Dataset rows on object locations
◇ ◇ ◇ ◇ ◇
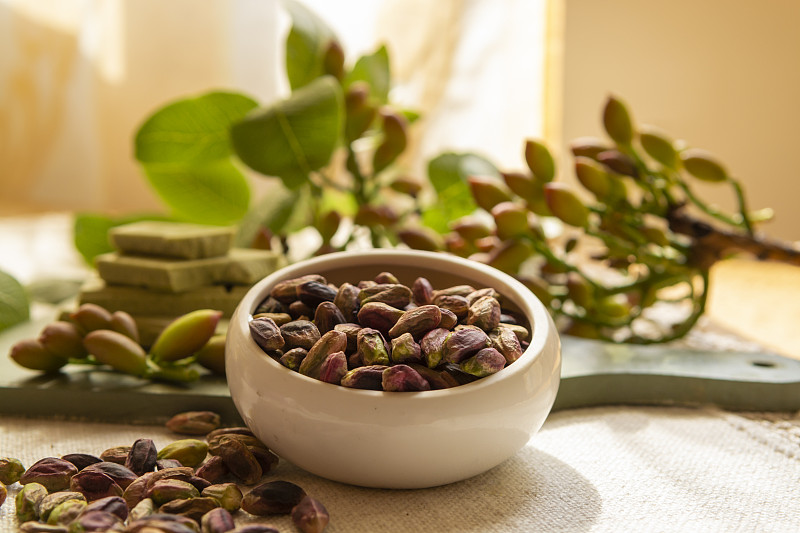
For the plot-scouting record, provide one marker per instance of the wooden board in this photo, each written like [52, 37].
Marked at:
[593, 373]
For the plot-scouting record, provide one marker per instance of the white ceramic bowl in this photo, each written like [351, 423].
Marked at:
[395, 439]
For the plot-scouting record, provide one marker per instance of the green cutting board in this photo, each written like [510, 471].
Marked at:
[593, 373]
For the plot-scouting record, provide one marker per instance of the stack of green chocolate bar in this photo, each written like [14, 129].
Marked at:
[161, 270]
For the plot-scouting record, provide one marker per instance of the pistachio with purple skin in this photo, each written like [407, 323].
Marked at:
[505, 341]
[484, 313]
[266, 333]
[464, 343]
[310, 516]
[417, 321]
[271, 305]
[116, 454]
[96, 520]
[193, 508]
[299, 334]
[81, 460]
[435, 378]
[142, 509]
[265, 458]
[213, 470]
[313, 293]
[292, 358]
[448, 320]
[286, 291]
[142, 457]
[455, 303]
[432, 346]
[217, 520]
[347, 300]
[392, 294]
[365, 377]
[331, 342]
[273, 497]
[486, 362]
[327, 316]
[403, 378]
[405, 350]
[164, 523]
[239, 459]
[422, 291]
[66, 512]
[333, 368]
[279, 318]
[194, 422]
[300, 311]
[455, 290]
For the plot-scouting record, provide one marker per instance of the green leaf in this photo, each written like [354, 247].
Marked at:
[448, 175]
[305, 46]
[373, 69]
[192, 130]
[14, 305]
[341, 201]
[212, 193]
[91, 232]
[295, 136]
[273, 210]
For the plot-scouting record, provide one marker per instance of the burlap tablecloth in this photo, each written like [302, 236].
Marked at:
[603, 469]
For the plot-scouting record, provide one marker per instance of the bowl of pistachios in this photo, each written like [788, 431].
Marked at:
[392, 368]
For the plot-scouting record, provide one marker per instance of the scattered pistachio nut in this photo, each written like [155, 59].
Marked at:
[310, 516]
[11, 470]
[273, 497]
[51, 472]
[194, 422]
[190, 452]
[28, 499]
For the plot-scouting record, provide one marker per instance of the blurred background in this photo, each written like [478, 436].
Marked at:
[77, 78]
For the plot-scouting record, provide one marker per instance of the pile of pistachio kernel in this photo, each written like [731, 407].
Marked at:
[188, 486]
[382, 335]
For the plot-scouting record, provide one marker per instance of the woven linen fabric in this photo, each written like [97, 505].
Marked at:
[604, 469]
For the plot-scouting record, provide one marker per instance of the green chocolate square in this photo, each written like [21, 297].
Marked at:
[138, 301]
[172, 239]
[241, 266]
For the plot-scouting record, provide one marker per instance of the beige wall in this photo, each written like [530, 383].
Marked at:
[77, 77]
[723, 75]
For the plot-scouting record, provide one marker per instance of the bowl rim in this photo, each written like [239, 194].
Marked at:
[541, 323]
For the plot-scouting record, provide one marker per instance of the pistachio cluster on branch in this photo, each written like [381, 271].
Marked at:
[640, 237]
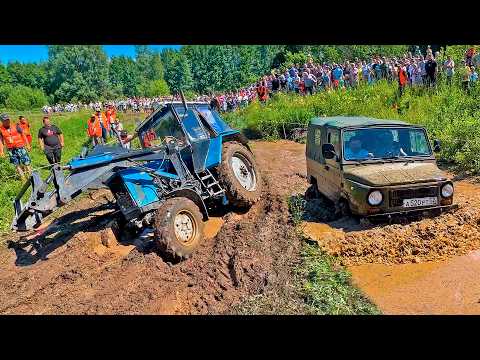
◇ ◇ ◇ ◇ ◇
*REQUIREMENT*. Rewrite all the rows above, replacing "plot-scouting record" with "pantry inventory log" and changing nothing else. Leave the pictures out of your answer.

*EXERCISE RESULT*.
For the pantry inventory log, provide one marker per instance of the wooden board in this photo, each written like [52, 37].
Marked at:
[593, 373]
For the pantry inventory log, provide one marker per instance of the white ceramic bowl in this photo, each written like [351, 423].
Marked at:
[395, 439]
For the pantry inventory log, provide one marker per instance of the green cutting board in this photo, each written like [510, 471].
Marked at:
[593, 373]
For the pantry inventory log, provide one marker per instance of the stack of green chocolate bar in this photo, each written like [14, 129].
Marked at:
[161, 270]
For the pantry inventory log, provide one marker per instance of the pistachio with purple skin in this photo, each written like [407, 323].
Marked at:
[505, 341]
[484, 313]
[266, 333]
[464, 343]
[310, 516]
[417, 321]
[271, 305]
[116, 454]
[96, 520]
[193, 508]
[299, 334]
[81, 460]
[435, 378]
[142, 509]
[265, 458]
[213, 470]
[313, 293]
[292, 358]
[448, 320]
[286, 291]
[142, 457]
[455, 303]
[432, 346]
[217, 520]
[347, 300]
[392, 294]
[365, 377]
[331, 342]
[273, 497]
[486, 362]
[327, 316]
[403, 378]
[405, 350]
[164, 523]
[239, 459]
[422, 291]
[66, 512]
[333, 368]
[279, 318]
[194, 422]
[300, 311]
[455, 290]
For the pantry inventory log, provide one marker per instance of the green leaf in this photo, each written like [354, 247].
Marked at:
[448, 175]
[305, 46]
[373, 69]
[192, 130]
[14, 305]
[341, 201]
[212, 193]
[91, 232]
[295, 136]
[273, 210]
For the pantry inventory log, provide one marker per instance of the burlap tablecloth in this photo, each written like [302, 236].
Marked at:
[603, 469]
For the pantry inventory log, provide one marker per instance of the bowl of pistachios in this photo, each written like [788, 431].
Marked at:
[392, 368]
For the pantry inventory log, provide one marker per instance of the scattered pistachio nut in this photo, each written like [155, 59].
Marked at:
[310, 516]
[11, 470]
[273, 497]
[51, 472]
[194, 422]
[190, 452]
[28, 499]
For the pantry inventory log, provide one marker per instance of the blurred background in this photo, each written like [478, 436].
Marked at:
[77, 78]
For the pantry inventory log, provide one marker per instance of the pile of pistachio kernel in this photo, each written like [731, 407].
Marked at:
[188, 486]
[382, 335]
For the pantry inventory log, provide one marker per instance of the woven linen fabric in this photo, each written like [97, 505].
Marked at:
[604, 469]
For the pantry inventory log, provide one marker per instance of the green chocolate square in this photo, each written like [21, 297].
Marked at:
[138, 301]
[172, 239]
[241, 266]
For the pantry inventory log, provide one marker per instance of the beige wall in this photo, each written like [530, 383].
Marked at:
[77, 77]
[723, 75]
For the pantry inventory log, provide one marker per instance of the bowl rim in this photo, each written like [239, 194].
Marked at:
[541, 323]
For the pantry inventory log, provide one marker per instance of the pistachio cluster on branch in this photo, each written like [381, 271].
Marked at:
[640, 237]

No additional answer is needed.